Entries taken from a collection
⁂
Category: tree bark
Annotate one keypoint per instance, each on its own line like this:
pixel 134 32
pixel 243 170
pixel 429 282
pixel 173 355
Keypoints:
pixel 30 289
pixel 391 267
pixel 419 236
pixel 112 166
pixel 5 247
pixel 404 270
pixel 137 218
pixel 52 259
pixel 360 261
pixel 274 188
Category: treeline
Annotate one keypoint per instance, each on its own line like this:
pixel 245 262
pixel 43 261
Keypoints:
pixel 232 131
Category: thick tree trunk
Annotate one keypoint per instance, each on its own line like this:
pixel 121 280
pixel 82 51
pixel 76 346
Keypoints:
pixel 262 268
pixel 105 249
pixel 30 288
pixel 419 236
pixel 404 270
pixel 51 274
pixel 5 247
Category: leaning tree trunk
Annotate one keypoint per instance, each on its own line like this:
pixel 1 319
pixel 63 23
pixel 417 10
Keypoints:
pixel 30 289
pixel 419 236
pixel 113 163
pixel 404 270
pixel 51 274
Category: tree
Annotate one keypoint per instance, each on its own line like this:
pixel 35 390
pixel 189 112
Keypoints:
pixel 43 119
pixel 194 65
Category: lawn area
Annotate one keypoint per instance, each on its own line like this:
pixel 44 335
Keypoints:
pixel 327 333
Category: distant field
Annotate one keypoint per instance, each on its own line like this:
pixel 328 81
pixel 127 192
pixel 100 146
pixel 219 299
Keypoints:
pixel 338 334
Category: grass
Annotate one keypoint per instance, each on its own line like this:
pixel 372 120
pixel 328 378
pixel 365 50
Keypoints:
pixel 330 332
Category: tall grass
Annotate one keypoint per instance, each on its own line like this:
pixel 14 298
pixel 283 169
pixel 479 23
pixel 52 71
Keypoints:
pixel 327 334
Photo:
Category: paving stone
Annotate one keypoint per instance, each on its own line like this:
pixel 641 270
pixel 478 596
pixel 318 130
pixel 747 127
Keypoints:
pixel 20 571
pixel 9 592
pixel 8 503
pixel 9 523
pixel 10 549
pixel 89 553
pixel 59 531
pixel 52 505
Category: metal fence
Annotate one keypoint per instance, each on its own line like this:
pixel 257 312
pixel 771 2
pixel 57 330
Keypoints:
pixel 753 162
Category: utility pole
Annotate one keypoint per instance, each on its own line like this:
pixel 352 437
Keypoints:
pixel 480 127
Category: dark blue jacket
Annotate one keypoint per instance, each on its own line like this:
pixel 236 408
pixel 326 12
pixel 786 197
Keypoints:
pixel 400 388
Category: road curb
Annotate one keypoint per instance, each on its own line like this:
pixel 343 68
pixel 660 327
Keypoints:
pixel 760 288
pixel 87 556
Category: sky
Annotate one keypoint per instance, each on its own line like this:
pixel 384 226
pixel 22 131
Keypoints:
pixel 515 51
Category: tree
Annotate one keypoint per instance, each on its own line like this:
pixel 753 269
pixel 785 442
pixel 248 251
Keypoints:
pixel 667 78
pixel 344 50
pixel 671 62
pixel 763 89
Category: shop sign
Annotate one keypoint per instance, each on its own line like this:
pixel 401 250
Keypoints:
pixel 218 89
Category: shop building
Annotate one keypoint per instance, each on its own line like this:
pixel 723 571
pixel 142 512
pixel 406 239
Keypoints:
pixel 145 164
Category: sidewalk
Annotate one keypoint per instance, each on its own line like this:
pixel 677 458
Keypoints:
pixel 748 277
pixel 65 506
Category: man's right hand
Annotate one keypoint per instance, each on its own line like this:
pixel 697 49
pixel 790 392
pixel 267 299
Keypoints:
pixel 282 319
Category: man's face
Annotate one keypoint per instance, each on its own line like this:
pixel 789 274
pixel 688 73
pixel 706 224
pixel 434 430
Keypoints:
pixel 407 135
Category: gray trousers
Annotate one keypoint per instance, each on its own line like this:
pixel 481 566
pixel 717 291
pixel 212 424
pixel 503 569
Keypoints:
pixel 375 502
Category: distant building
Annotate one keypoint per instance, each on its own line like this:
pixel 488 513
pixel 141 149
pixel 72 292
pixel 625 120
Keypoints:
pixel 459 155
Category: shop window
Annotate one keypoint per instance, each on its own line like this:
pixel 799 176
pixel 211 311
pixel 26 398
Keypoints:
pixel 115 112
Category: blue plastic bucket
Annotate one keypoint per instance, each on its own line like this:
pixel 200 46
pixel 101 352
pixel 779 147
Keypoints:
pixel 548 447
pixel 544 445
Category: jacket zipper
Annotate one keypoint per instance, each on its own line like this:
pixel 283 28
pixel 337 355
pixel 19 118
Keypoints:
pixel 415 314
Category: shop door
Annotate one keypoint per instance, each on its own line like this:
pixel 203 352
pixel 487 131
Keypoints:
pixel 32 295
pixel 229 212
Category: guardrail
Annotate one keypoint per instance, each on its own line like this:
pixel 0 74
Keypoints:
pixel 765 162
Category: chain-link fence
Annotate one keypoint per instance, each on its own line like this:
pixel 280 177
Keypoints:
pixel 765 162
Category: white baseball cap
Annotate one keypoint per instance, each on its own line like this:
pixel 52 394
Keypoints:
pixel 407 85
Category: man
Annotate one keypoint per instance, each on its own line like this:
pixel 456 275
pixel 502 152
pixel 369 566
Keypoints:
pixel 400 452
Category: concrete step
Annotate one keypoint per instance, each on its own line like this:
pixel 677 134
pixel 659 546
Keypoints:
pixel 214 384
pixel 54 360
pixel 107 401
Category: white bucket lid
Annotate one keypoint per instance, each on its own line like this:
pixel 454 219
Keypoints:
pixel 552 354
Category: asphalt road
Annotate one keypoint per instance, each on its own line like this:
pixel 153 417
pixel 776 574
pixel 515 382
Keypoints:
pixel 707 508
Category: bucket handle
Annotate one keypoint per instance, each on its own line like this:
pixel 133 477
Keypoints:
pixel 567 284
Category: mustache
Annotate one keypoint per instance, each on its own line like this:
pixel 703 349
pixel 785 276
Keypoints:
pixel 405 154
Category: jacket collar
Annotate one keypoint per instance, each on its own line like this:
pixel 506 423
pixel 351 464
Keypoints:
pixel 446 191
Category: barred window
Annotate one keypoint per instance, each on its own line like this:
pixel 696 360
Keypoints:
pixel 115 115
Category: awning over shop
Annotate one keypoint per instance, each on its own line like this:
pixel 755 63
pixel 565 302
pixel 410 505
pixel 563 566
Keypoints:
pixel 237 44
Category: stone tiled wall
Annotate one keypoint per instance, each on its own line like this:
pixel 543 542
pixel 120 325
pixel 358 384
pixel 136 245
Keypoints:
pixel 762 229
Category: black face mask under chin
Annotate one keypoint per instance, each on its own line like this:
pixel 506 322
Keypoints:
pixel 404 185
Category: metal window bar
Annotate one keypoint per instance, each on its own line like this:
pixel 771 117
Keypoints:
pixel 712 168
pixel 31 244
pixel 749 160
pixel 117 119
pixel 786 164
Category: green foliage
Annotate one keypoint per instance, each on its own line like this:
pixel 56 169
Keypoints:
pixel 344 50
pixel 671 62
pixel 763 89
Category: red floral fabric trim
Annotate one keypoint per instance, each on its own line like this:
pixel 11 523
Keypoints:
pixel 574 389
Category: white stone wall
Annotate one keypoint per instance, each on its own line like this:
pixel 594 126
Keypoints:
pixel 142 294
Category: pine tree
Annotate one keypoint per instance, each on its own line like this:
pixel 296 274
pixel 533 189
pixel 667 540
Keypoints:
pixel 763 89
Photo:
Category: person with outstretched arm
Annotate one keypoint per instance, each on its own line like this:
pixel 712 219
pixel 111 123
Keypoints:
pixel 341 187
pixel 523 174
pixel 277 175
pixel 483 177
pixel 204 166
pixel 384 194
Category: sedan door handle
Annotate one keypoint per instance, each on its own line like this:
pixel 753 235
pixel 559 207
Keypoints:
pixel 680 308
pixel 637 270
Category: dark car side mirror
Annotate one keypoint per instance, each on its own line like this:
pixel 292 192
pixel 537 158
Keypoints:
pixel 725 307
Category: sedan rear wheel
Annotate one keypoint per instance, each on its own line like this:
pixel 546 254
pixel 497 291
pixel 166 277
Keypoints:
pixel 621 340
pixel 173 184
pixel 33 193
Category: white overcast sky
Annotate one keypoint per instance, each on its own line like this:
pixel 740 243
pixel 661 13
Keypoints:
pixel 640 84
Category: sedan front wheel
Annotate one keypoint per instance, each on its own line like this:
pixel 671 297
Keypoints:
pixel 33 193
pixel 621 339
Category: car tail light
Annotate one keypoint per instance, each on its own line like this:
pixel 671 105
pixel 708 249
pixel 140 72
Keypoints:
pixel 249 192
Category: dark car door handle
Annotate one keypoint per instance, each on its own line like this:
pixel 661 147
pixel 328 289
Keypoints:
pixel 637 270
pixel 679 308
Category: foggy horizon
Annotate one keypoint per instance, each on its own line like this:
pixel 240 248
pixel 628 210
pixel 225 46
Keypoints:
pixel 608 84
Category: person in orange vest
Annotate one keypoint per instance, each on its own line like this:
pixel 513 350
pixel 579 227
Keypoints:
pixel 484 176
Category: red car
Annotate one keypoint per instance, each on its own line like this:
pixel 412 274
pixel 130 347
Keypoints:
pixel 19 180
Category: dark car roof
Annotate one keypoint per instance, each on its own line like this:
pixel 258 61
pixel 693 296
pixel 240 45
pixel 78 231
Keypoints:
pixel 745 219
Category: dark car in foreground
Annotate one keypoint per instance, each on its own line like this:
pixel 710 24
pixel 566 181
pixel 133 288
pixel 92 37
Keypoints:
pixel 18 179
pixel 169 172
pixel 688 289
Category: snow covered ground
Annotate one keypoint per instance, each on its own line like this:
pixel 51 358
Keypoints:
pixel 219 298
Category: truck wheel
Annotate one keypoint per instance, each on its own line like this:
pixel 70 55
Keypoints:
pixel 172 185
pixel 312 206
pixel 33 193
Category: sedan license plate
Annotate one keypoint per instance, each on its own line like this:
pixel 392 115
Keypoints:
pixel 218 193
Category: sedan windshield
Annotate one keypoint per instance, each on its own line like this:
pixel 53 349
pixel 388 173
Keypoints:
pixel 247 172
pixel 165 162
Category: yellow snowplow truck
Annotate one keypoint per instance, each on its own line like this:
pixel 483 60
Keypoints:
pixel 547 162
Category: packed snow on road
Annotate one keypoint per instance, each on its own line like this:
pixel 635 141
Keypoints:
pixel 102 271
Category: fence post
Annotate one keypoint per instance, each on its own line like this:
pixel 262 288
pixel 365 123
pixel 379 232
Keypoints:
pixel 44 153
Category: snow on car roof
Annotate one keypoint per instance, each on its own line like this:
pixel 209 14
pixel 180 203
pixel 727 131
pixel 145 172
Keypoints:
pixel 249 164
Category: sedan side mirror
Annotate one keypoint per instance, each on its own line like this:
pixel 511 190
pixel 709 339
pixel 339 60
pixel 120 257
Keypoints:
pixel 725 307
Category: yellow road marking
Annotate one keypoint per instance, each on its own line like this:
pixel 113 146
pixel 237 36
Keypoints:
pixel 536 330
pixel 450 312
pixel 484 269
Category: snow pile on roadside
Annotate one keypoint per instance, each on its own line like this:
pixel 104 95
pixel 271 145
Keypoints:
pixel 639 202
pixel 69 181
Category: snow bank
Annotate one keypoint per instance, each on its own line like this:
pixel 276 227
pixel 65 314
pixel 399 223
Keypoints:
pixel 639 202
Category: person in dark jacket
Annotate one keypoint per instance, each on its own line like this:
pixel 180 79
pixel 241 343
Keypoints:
⁂
-- Activity --
Write out the lines of the entries, word for word, from the first through the one containing "pixel 372 120", and stop at that line.

-- Response area --
Category: tree bark
Annotate one keypoint per instance, each on its own line like this:
pixel 134 32
pixel 243 170
pixel 429 282
pixel 173 355
Keypoints:
pixel 30 289
pixel 391 267
pixel 419 236
pixel 112 166
pixel 5 247
pixel 404 270
pixel 137 218
pixel 52 259
pixel 360 261
pixel 274 188
Category: treeline
Annotate one keypoint per instance, each on its own line like this:
pixel 245 262
pixel 43 261
Keypoints:
pixel 232 131
Category: thick tree trunk
Annotate one keypoint per instance, each on its own line like this:
pixel 121 280
pixel 82 51
pixel 76 346
Keypoints:
pixel 262 268
pixel 105 249
pixel 30 288
pixel 419 236
pixel 404 270
pixel 51 274
pixel 5 247
Category: leaning tree trunk
Annotate one keypoint per instance, each on its own line like this:
pixel 1 319
pixel 63 23
pixel 417 10
Keypoints:
pixel 30 289
pixel 419 236
pixel 113 163
pixel 404 270
pixel 51 274
Category: tree
Annotate one keypoint per instance, each on its own line like this:
pixel 35 390
pixel 189 112
Keypoints:
pixel 43 119
pixel 194 65
Category: lawn area
Annotate one keypoint per instance, each on its own line like this:
pixel 44 335
Keypoints:
pixel 327 333
Category: distant field
Annotate one keypoint per instance, each on its own line like this:
pixel 328 81
pixel 127 192
pixel 100 146
pixel 219 299
Keypoints:
pixel 338 334
Category: grass
Annotate one keypoint per instance, each on its own line like this:
pixel 372 120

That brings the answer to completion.